[Start of Document segment]
Re: pf/queue questions

2014-09-24 Thread Dewey Hylton
 From: Daniel Melameth dan...@melameth.com
 Subject: Re: pf/queue questions
 
 On Tue, Sep 23, 2014 at 9:39 AM, Dewey Hylton dewey.hyl...@gmail.com wrote:
  i have a site-to-site vpn setup across a 40Mbps wan link (average ~30ms
  latency). one of its uses is for san replication, but of course management
  traffic (ssh sessions, etc.) have to cross the link as well. without using
  queues, at times the replication traffic is such that management traffic
  suffers to the point of being unusable.
 
  so i setup queues, which fixed the management problem. but despite the
  management bandwidth requirements being minimal, the san replication
  traffic was then seen to plateau well below where i believe it should have
  been.
 
  one specific thing i'm seeing with this particular configuration is that
  san replication traffic tops out at 24Mbps, as seen on the wan circuit
  itself (outside of openbsd). removing the queues results in 100% wan
  utilization, even up to 100Mbps when the circuit is temporarily
  reconfigured to allow it.
 
 It's not clear to me in which direction or on what interface the SAN
 traffic is, but your 20Mb queue on $INETIF might be limiting your
 maximum throughput.  That said, you might also want to consider
 configuring qlimit and you can tweak this based on QLEN in systat
 queues.  Lastly, I recall henning@ saying queuing on VLANs is mostly
 useless, so you only want to apply altq to physical interfaces.

daniel, thanks for your input. after going back and reading henning's comments 
regarding queuing on vlans, i moved the queue definition to the physical 
interface and things are now working as expected.



pf/queue questions

2014-09-23 Thread Dewey Hylton
i have a site-to-site vpn setup across a 40Mbps wan link (average ~30ms
latency). one of its uses is for san replication, but of course management
traffic (ssh sessions, etc.) have to cross the link as well. without using
queues, at times the replication traffic is such that management traffic
suffers to the point of being unusable.

so i setup queues, which fixed the management problem. but despite the
management bandwidth requirements being minimal, the san replication
traffic was then seen to plateau well below where i believe it should have
been.

one specific thing i'm seeing with this particular configuration is that
san replication traffic tops out at 24Mbps, as seen on the wan circuit
itself (outside of openbsd). removing the queues results in 100% wan
utilization, even up to 100Mbps when the circuit is temporarily
reconfigured to allow it.
[End of Document segment]
» Parts of the exercise:
**1.** In the pf/queue thread, reproduce word for word the passage starting at "It's not clear" and ending at "working as expected.".
**2.** According to the pf/queue thread, at what rate does SAN replication traffic top out on the WAN circuit when the queues are in place?
**3.** Using the pf/queue thread, explain why the queue definition was moved to the physical interface.
[Start of Extracted data]
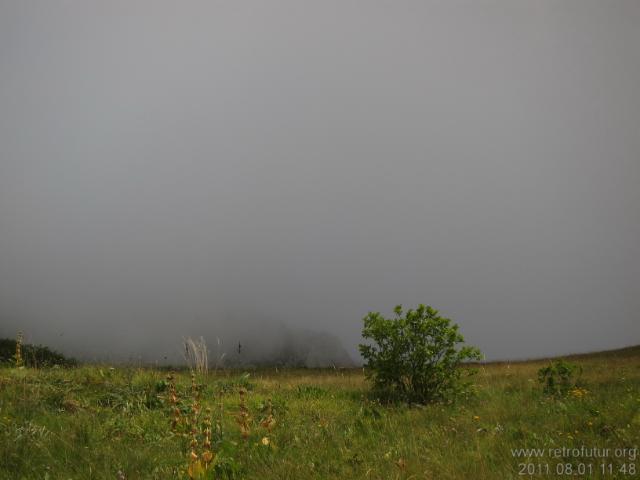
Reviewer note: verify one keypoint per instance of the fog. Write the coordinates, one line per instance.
(266, 173)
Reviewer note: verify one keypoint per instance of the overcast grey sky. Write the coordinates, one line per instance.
(215, 168)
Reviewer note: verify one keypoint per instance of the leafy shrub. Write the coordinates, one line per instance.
(558, 377)
(415, 357)
(33, 355)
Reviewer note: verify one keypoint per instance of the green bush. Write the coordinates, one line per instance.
(558, 377)
(415, 357)
(33, 355)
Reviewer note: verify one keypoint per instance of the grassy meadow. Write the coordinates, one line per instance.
(102, 422)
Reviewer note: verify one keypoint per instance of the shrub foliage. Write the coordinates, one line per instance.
(33, 355)
(558, 377)
(415, 356)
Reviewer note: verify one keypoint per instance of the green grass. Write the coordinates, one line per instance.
(92, 422)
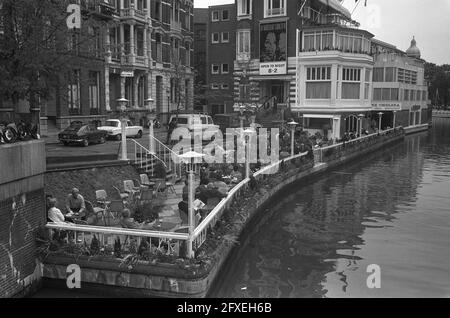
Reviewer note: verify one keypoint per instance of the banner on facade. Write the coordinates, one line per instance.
(273, 48)
(387, 107)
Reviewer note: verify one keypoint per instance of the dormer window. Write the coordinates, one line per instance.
(274, 8)
(244, 7)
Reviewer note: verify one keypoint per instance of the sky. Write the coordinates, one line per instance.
(397, 21)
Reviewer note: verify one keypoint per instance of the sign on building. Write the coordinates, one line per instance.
(273, 48)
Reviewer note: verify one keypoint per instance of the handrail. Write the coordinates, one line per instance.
(117, 231)
(212, 217)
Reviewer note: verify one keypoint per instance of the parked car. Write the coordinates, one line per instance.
(113, 127)
(79, 133)
(195, 122)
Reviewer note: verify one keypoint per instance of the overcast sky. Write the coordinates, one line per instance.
(397, 21)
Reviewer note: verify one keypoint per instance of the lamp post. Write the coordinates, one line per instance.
(395, 113)
(189, 158)
(361, 117)
(292, 124)
(151, 118)
(123, 121)
(380, 114)
(248, 133)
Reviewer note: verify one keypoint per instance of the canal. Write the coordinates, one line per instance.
(392, 210)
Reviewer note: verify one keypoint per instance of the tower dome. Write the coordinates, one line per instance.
(413, 51)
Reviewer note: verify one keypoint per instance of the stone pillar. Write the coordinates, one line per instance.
(107, 96)
(132, 46)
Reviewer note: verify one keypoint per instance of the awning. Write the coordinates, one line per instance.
(335, 4)
(285, 78)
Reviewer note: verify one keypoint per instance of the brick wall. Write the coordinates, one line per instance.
(20, 217)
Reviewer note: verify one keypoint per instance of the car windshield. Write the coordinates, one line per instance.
(182, 121)
(112, 124)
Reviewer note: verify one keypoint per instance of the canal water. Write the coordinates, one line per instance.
(392, 210)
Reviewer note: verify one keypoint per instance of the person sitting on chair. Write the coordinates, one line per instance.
(54, 214)
(75, 202)
(128, 222)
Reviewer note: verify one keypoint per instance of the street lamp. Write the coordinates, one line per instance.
(380, 114)
(292, 124)
(123, 121)
(151, 118)
(361, 116)
(189, 158)
(248, 133)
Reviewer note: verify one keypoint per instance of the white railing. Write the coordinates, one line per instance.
(82, 236)
(200, 233)
(168, 156)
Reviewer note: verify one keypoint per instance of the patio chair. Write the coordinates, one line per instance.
(115, 208)
(171, 183)
(146, 181)
(122, 196)
(160, 187)
(128, 186)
[End of Extracted data]
» Answers provided:
**1.**
It's not clear to me in which direction or on what interface the SAN
 traffic is, but your 20Mb queue on $INETIF might be limiting your
 maximum throughput.  That said, you might also want to consider
 configuring qlimit and you can tweak this based on QLEN in systat
 queues.  Lastly, I recall henning@ saying queuing on VLANs is mostly
 useless, so you only want to apply altq to physical interfaces.

daniel, thanks for your input. after going back and reading henning's comments 
regarding queuing on vlans, i moved the queue definition to the physical 
interface and things are now working as expected.

**2.** 24Mbps.

**3.** Daniel recalled henning@ saying that queuing on VLANs is mostly useless, so altq should be applied only to physical interfaces. After rereading henning's comments, Dewey moved the queue definition to the physical interface, and things then worked as expected.